> **To do**
Every record must be written out once more, with nothing added or omitted.

[Data records]
[Start of Attachment]

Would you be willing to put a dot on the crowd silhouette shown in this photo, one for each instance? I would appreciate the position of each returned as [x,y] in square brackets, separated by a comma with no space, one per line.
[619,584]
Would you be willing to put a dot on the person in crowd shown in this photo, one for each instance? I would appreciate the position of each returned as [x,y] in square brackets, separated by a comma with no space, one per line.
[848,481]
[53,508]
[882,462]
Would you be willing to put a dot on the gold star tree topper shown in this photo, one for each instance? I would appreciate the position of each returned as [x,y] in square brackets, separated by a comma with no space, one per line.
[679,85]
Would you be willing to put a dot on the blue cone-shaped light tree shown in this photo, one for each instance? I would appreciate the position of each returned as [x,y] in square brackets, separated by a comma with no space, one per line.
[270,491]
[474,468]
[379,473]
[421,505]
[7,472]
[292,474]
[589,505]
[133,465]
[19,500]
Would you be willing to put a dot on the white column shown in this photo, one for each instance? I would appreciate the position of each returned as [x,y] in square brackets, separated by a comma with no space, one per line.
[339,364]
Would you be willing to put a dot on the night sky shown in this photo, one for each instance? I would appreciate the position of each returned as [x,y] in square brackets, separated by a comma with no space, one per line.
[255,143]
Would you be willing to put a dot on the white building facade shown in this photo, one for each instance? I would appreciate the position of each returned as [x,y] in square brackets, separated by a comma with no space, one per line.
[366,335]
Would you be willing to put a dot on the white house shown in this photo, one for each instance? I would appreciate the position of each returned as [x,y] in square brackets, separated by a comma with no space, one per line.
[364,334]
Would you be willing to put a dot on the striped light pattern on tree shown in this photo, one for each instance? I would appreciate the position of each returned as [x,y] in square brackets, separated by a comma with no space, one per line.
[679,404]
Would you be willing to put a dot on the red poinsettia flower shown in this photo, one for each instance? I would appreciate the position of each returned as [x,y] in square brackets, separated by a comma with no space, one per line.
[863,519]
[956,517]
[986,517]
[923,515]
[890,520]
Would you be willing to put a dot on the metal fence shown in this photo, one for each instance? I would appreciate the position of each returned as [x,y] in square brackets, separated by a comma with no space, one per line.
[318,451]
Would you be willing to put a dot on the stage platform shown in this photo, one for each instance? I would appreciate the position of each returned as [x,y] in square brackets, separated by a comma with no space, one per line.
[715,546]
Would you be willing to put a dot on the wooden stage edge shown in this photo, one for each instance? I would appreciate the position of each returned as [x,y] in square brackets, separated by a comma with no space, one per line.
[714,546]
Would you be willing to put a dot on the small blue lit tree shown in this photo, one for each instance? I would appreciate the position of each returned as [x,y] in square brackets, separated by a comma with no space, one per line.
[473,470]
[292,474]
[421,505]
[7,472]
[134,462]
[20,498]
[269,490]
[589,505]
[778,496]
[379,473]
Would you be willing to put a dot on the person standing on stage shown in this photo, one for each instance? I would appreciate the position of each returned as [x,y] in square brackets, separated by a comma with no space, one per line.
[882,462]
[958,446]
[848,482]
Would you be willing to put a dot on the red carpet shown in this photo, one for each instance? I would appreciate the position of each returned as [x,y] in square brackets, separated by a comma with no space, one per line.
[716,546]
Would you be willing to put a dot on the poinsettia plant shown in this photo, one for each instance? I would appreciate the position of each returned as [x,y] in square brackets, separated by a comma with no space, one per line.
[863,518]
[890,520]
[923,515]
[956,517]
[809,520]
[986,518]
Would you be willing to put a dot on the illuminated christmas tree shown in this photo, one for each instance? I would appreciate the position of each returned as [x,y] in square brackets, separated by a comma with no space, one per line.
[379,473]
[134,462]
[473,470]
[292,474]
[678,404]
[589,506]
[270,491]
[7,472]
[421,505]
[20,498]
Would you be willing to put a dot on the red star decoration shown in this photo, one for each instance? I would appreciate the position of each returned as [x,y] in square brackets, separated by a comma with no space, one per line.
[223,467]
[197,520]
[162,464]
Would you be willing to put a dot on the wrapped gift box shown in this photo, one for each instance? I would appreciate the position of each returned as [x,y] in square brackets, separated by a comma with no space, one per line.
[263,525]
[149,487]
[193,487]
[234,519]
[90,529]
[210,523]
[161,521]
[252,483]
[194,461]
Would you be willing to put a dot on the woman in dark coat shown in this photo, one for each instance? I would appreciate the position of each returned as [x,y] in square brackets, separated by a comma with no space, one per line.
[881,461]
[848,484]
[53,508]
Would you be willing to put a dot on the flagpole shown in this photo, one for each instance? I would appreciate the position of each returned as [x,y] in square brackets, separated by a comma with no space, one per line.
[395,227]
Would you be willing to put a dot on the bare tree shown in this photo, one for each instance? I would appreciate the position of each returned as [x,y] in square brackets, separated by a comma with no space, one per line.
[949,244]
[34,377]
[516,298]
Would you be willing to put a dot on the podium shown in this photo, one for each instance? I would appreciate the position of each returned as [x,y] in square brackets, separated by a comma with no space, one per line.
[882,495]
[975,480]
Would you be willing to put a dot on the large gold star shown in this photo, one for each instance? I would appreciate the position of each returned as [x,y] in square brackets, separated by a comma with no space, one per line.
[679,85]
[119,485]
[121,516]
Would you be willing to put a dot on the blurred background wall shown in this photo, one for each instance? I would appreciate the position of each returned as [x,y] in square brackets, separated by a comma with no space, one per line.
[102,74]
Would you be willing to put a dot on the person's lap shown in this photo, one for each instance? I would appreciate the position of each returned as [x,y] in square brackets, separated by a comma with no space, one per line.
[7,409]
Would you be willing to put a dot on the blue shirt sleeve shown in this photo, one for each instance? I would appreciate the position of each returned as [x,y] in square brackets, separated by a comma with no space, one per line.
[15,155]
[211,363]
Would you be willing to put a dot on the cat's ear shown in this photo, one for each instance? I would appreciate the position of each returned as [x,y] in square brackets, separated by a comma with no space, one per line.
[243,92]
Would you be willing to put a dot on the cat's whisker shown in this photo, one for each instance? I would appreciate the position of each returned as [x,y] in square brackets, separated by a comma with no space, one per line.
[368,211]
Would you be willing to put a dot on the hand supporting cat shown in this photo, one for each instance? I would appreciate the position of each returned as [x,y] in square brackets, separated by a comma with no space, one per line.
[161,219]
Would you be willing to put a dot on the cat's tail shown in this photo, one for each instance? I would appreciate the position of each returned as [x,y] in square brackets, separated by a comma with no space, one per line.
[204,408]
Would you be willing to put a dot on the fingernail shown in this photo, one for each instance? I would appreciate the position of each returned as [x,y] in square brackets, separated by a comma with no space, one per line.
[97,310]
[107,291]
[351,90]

[End of Attachment]

> **Reply**
Would you be willing to put a dot on the crowd silhouette shown in this photo, one for each instance? I would appreciate the position of each returned as [x,y] in square brackets, separated by a comma with no space, one per line.
[619,584]
Would you be willing to put a dot on the person in crowd shown in this photo, one for each instance? I would appreciate the position of each returned as [x,y] in square brackets, separated by a comma with no space, one per line.
[848,481]
[53,508]
[882,462]
Would you be willing to put a dot on the gold star tree topper shown in this photo, one for each instance? I would appreciate the position of each returned as [x,y] in square brackets, separated by a comma with no space, one per line.
[679,85]
Would you be willing to put a dot on the blue cone-shaped light tree shown in this photo, one for each instance? I would appreciate the position of each returned as [x,y] in square brackets, separated by a comma with no space, one per line.
[270,491]
[474,468]
[379,473]
[421,505]
[7,472]
[292,474]
[589,505]
[133,465]
[19,500]
Would you be willing to put a dot on the white column shown in this photo, one for each instance? I would appreciate the position of each returned as [x,y] in square brackets, separated by a comma with no space, one per line.
[339,364]
Would you be willing to put a dot on the night sky shown in this photo, one for each instance? I would appreciate the position of each returned as [x,y] in square brackets, separated by a comma with no space, one per line.
[255,143]
Would you be willing to put a dot on the white building facade shown in this photo, one for each instance? I would appreciate the position of each returned as [x,y] in square brackets, separated by a comma with no space, one per line.
[366,335]
Would you be willing to put a dot on the white house shown in this photo, one for each instance? I would appreciate the position of each returned as [x,y] in square brackets, separated by a comma with no space, one per line.
[364,334]
Would you be willing to put a dot on the striped light pattern on tree shown in this photo, one for each instance? I would appreciate the position of each returned as [x,y] in square brackets, separated by a comma with no space, one per line.
[679,404]
Would you be willing to put a dot on the red poinsettia flower shown in this photo, one for each instance? I would appreciate the position of each returned as [x,y] in square brackets, separated by a comma with no space, one per line.
[863,519]
[956,517]
[986,517]
[923,515]
[890,520]
Would you be willing to put a dot on the metal fence shown in this photo, one for each instance? I would appreciate the position of each returned as [x,y] in square brackets, separated by a comma with no space, one per line.
[318,451]
Would you be willing to put a dot on the stage platform shown in this photo, one for each instance? I would appreciate the position of each returned as [x,y] in square brackets, separated by a comma with no space, one per line.
[715,546]
Would you be willing to put a dot on the wooden stage edge shown in this photo, one for each instance? I would appreciate the position of each returned as [x,y] in square brackets, separated by a comma with no space, one per line.
[714,546]
Would you be willing to put a dot on the small blue lit tree shown in this photo, one for each instance? I would appreciate the position of each returned as [x,y] in square brackets, separated by a comma with no space, one per line.
[473,470]
[292,474]
[421,505]
[7,472]
[134,462]
[20,498]
[269,490]
[589,505]
[778,496]
[379,473]
Would you be willing to put a dot on the person standing on stage shown in this photo, one for each instance? I would appreciate the position of each returned as [x,y] in square brackets, separated by a comma with no space, one per line.
[882,462]
[958,446]
[848,482]
Would you be willing to put a dot on the red carpet shown in this photo, one for each instance? I would appreciate the position of each returned as [x,y] in square brackets, separated by a comma with no space, one per line.
[716,546]
Would you be willing to put a dot on the poinsettia plant shown in this photo, one for each instance? I would appreciate the position of each returned as [x,y] in square brackets, separated by a comma with no space, one per line.
[863,518]
[890,520]
[923,515]
[956,517]
[809,520]
[986,518]
Would you be willing to put a dot on the illuminated christmas tree shown in this photo, one for each instance? I would appreciate the position of each returned as [x,y] in square brackets, separated by a comma with no space, one per line.
[379,473]
[134,462]
[473,470]
[292,474]
[678,404]
[589,506]
[270,491]
[7,472]
[421,505]
[20,498]
Would you be willing to put a dot on the red star decoration shown in this photo, one for each instance? I would appreciate the position of each returned as [x,y] in square brackets, separated by a comma with no space, one per line.
[223,467]
[197,520]
[162,464]
Would you be willing to put a dot on the wrapped gift box shown in this photo, one for each instance? I would appreciate the position of each returned as [x,y] in square brackets, separated by a comma with no space, one per line.
[263,525]
[149,487]
[193,487]
[234,519]
[90,529]
[210,523]
[161,521]
[252,483]
[194,461]
Would you be willing to put a dot on the woman in dark coat shown in this photo, one for each instance? I would appreciate the position of each returned as [x,y] in square brackets, separated by a comma with no space, one per line.
[881,461]
[848,484]
[53,508]
Would you be willing to put a dot on the flagpole shown in this photo, one for each instance? I would appreciate the position of each returned as [x,y] in square brackets, separated by a comma with no space, one per line.
[395,227]
Would you be willing to put a dot on the bare tree shown in this photo, one for each instance? I would appreciate the position of each returned as [x,y] in square brackets, separated by a comma with no space, one per line.
[949,244]
[34,377]
[516,298]
Would you be willing to put a dot on the podium shown in this photo, one for each instance? I would appreciate the position of each returned as [x,y] in square brackets, separated by a comma with no space, one per line.
[882,495]
[975,480]
Would you be willing to put a dot on the large gold star shown in this photo, one for each instance? I would appreciate the position of each returned as [x,y] in square brackets, separated by a comma with no space, one per line.
[679,85]
[119,485]
[121,516]
Would you be willing to put a dot on the blurred background wall shown in this photo, one for each instance? I would appreciate the position of each returned as [x,y] in square brackets, separated by a comma with no space, one per line.
[102,74]
Would you be willing to put a dot on the person's lap shown in this photo, one for each instance? I would appreciate the position of each returned as [x,y] in square brackets, separated by a comma with no space, one per line.
[7,409]
Would you be willing to put a dot on the blue shirt sleeve shown in this photo, one for each instance? I would appreciate the position of each returned as [x,y] in square brackets, separated by a comma with no space, one per line.
[15,155]
[211,363]
Would you be willing to put a dot on the cat's ear shown in this photo, one for each instance? I would appreciate the position of each returned as [x,y] in square brackets, separated by a comma with no space, one per line.
[243,92]
Would you be willing to put a dot on the cat's whisker shown in this photo, one for each instance? I would appreciate the position of each returned as [x,y] in square brackets, separated by a comma with no space, one per line.
[368,211]
Would you be willing to put a dot on the hand supporting cat shown in this photo, one for each instance? I would appreciate the position of each returned as [x,y] in square brackets, separated by a comma with no space, one per line.
[161,219]
Would you be willing to put a dot on the cat's tail shown in this photo, one for each instance? I would appreciate the position of each returned as [x,y] in square brackets, separated by a comma with no space, one per line.
[204,408]
Would you be willing to put a dot on the fingernail shown in this photo, one for each instance? I would appreciate the position of each returned as [x,y] in square brackets, separated by a comma with no space, one per line.
[97,310]
[107,291]
[351,90]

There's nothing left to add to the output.